## What you are asked to do:
Restate the entries below verbatim.

## Input material:
* BEGIN *

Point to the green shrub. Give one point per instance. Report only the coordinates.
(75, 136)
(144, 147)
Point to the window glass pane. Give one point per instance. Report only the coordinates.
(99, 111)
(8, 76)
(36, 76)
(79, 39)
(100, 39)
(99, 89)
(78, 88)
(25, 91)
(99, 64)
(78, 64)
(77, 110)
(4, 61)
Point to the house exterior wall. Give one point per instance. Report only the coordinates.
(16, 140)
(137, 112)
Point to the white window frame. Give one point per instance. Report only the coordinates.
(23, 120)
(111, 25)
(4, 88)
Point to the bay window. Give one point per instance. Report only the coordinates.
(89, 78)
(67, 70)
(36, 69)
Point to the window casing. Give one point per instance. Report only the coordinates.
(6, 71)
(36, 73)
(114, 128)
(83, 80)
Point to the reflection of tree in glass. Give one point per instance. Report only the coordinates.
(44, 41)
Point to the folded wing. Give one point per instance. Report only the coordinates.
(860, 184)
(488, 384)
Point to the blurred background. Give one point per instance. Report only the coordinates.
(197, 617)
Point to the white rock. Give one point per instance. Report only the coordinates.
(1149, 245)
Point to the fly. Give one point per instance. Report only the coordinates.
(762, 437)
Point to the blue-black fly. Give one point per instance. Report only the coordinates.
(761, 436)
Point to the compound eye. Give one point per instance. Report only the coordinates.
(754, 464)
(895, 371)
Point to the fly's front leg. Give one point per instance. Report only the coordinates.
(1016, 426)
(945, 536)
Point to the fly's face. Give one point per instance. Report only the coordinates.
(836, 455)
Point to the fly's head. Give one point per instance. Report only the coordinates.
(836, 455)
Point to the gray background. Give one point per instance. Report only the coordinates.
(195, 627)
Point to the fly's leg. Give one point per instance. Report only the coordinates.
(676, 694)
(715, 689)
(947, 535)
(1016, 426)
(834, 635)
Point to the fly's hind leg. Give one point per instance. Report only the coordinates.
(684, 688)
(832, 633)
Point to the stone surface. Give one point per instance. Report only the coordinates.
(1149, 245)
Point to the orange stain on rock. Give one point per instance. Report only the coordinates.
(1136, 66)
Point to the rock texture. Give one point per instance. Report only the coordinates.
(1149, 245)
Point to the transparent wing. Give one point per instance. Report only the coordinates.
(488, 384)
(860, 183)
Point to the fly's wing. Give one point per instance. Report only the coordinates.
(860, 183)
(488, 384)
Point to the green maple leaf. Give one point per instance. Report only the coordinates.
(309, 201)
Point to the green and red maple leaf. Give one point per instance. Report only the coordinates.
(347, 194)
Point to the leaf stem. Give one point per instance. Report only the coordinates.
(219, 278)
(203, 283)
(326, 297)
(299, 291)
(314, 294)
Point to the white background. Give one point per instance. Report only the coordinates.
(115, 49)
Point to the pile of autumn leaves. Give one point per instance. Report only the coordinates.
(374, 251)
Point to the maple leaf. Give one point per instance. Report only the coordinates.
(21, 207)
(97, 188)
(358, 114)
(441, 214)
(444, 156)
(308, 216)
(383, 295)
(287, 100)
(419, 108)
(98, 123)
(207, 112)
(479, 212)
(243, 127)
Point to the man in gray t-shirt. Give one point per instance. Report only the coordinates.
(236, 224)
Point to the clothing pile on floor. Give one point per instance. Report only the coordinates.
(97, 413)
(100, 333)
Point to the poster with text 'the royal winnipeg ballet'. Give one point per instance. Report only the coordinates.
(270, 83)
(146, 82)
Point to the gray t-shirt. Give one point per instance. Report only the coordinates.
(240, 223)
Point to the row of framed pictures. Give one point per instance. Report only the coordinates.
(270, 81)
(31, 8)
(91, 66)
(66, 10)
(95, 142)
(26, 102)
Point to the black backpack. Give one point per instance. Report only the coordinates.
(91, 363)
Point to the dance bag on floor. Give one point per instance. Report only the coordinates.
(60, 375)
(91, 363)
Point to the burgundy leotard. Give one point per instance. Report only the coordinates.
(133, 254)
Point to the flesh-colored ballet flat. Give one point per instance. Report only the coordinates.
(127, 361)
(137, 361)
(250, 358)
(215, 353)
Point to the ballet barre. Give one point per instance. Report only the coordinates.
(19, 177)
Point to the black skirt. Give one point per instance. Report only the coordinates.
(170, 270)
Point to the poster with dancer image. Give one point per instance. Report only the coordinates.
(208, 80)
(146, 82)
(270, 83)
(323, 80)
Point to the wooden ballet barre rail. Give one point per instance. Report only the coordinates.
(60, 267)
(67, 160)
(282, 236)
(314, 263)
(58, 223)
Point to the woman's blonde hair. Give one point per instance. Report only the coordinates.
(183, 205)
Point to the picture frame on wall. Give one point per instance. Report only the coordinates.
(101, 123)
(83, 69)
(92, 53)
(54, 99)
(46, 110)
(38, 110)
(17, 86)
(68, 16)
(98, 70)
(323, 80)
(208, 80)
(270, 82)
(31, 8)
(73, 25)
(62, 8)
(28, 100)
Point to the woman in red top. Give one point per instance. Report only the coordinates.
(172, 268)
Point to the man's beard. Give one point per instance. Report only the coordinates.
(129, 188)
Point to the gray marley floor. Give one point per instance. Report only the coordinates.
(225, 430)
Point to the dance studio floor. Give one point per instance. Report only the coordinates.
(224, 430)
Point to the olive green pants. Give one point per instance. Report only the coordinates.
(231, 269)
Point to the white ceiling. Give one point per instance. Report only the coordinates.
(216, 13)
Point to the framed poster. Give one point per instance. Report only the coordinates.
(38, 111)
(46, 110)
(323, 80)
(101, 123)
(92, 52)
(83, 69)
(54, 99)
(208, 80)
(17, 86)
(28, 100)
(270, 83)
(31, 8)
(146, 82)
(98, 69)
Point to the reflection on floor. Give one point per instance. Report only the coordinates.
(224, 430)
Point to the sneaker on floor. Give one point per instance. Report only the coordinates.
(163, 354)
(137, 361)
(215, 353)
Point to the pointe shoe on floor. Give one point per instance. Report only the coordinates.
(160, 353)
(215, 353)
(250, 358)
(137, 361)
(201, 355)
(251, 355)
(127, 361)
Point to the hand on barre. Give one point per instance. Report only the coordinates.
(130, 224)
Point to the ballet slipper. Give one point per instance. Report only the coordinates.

* END *

## Written response:
Point to the green shrub. Give one point per instance. Report only the coordinates.
(75, 136)
(144, 147)
Point to the window glass pane. Give one point per instance. Report only the coordinates.
(99, 111)
(8, 76)
(36, 76)
(79, 39)
(100, 39)
(99, 89)
(78, 88)
(25, 91)
(99, 64)
(78, 64)
(77, 110)
(4, 61)
Point to the house exterior wall. Give one point per instance. Report only the coordinates.
(16, 140)
(137, 112)
Point to the white window frame. Give one point per instance. Report only the coordinates.
(23, 120)
(111, 25)
(4, 88)
Point to the bay window. Give one point per instance. Report only the coordinates.
(89, 78)
(67, 70)
(36, 69)
Point to the window casing. Give one point per instance. Report only the coordinates.
(6, 71)
(36, 73)
(114, 128)
(83, 80)
Point to the reflection of tree in glass. Give one point per instance. Report only the coordinates.
(44, 41)
Point to the folded wing. Give one point per instance. Report only the coordinates.
(860, 184)
(488, 384)
Point to the blurred background. Give one point per instance. Report only the coordinates.
(197, 617)
Point to the white rock. Give one point per instance. Report only the coordinates.
(1149, 245)
Point to the fly. Give one point per instance. Report only the coordinates.
(762, 437)
Point to the blue-black fly. Give one point per instance. Report only the coordinates.
(761, 436)
Point to the compound eye. Give one point per instance. Report only the coordinates.
(754, 464)
(895, 371)
Point to the fly's front leg. Give one point per instance. Report only the coordinates.
(1016, 426)
(945, 536)
Point to the fly's face. Give one point per instance. Report only the coordinates.
(836, 455)
Point to the fly's head. Give one point per instance. Report only the coordinates.
(836, 455)
Point to the gray background. Give one point per instance. Report only the coordinates.
(195, 627)
Point to the fly's leg. Give one point per instance. Report only the coordinates.
(676, 694)
(715, 689)
(947, 535)
(1016, 426)
(834, 635)
Point to the fly's hind leg. Give one point per instance. Report only the coordinates.
(684, 688)
(832, 633)
Point to the stone surface. Give one point per instance. Report only the coordinates.
(1149, 245)
Point to the orange stain on rock. Give one point per instance. Report only the coordinates.
(1136, 66)
Point to the rock texture. Give one point per instance. Report only the coordinates.
(1149, 245)
Point to the transparent wing. Give one point per instance. Report only the coordinates.
(488, 384)
(860, 183)
Point to the fly's wing. Give one point per instance. Report only the coordinates.
(860, 183)
(488, 384)
Point to the green maple leaf. Give one point per instance. Report only the coordinates.
(309, 201)
Point to the green and red maple leaf. Give one point per instance. Report only the coordinates.
(347, 194)
Point to the leaf stem. Give one point per instance. Report only the coordinates.
(219, 278)
(203, 283)
(326, 297)
(299, 291)
(314, 294)
Point to the white background. Give one point per instance. Report only the coordinates.
(115, 49)
Point to the pile of autumn leaves. Give one point per instance. Report only the coordinates.
(374, 251)
Point to the maple leaf. Give one point per instance. Report only the coordinates.
(21, 207)
(97, 188)
(358, 114)
(441, 214)
(444, 156)
(308, 216)
(383, 295)
(287, 100)
(419, 108)
(98, 123)
(207, 112)
(479, 212)
(243, 127)
Point to the man in gray t-shirt. Give one point per instance. Report only the coordinates.
(236, 224)
Point to the clothing pile on floor. Give one point per instance. Report only the coordinates.
(97, 413)
(100, 333)
Point to the poster with text 'the royal winnipeg ballet'. Give one point per instance. Report only the coordinates.
(270, 83)
(146, 82)
Point to the gray t-shirt. Give one point per instance. Report only the coordinates.
(240, 223)
Point to the row of framed pictures. Give one point per instance. Report only the coordinates.
(270, 81)
(31, 8)
(91, 66)
(66, 10)
(95, 142)
(26, 102)
Point to the black backpack. Give one point per instance. Report only the coordinates.
(91, 363)
Point to the dance bag on floor. Give one point per instance. Report only the coordinates.
(60, 375)
(91, 363)
Point to the burgundy leotard. Give one point per instance. Report only the coordinates.
(133, 254)
Point to the flesh-colored ballet flat. Give one point per instance. Report only the coordinates.
(127, 361)
(137, 361)
(250, 358)
(215, 353)
Point to the ballet barre. Give one point per instance. Report only the coordinates.
(19, 177)
Point to the black skirt. Give one point per instance. Report only the coordinates.
(170, 270)
Point to the poster with dancer image. Give one point per instance. Report only the coordinates.
(208, 80)
(146, 82)
(270, 83)
(323, 80)
Point to the wooden ballet barre rail. Give one point per instance. Report only the coordinates.
(60, 267)
(67, 160)
(282, 236)
(314, 263)
(58, 223)
Point to the woman's blonde hair. Give one point per instance. Report only the coordinates.
(183, 205)
Point to the picture frame on wall. Give one point per instance. Report only the coordinates.
(101, 123)
(83, 69)
(92, 53)
(54, 99)
(46, 110)
(38, 110)
(17, 86)
(68, 16)
(98, 70)
(323, 80)
(208, 80)
(270, 82)
(31, 8)
(73, 25)
(62, 8)
(28, 100)
Point to the woman in red top. Give one point per instance. Report only the coordinates.
(172, 268)
Point to the man's beard. Give one point per instance. Report only the coordinates.
(129, 188)
Point to the gray marley floor. Give one point per instance. Report only the coordinates.
(225, 430)
Point to the dance studio floor. Give one point per instance. Report only the coordinates.
(224, 430)
Point to the olive green pants. Give one point per instance. Report only the coordinates.
(231, 269)
Point to the white ceiling. Give one point per instance. Report only the coordinates.
(216, 13)
Point to the framed poster. Give one point per instance. Report only the coordinates.
(38, 111)
(46, 110)
(323, 80)
(101, 123)
(92, 52)
(83, 69)
(54, 99)
(208, 80)
(17, 86)
(28, 100)
(270, 83)
(31, 8)
(146, 82)
(98, 69)
Point to the reflection on floor. Give one point per instance. Report only the coordinates.
(224, 430)
Point to the sneaker on floor. Give one point per instance. Report only the coordinates.
(163, 354)
(137, 361)
(215, 353)
Point to the pointe shoe on floor. Give one point per instance. Report only the coordinates.
(160, 353)
(215, 353)
(250, 358)
(137, 361)
(201, 355)
(251, 355)
(127, 361)
Point to the hand on barre. Give one point per instance. Report only the coordinates.
(130, 224)
Point to the ballet slipper. Give one point per instance. Report only the coordinates.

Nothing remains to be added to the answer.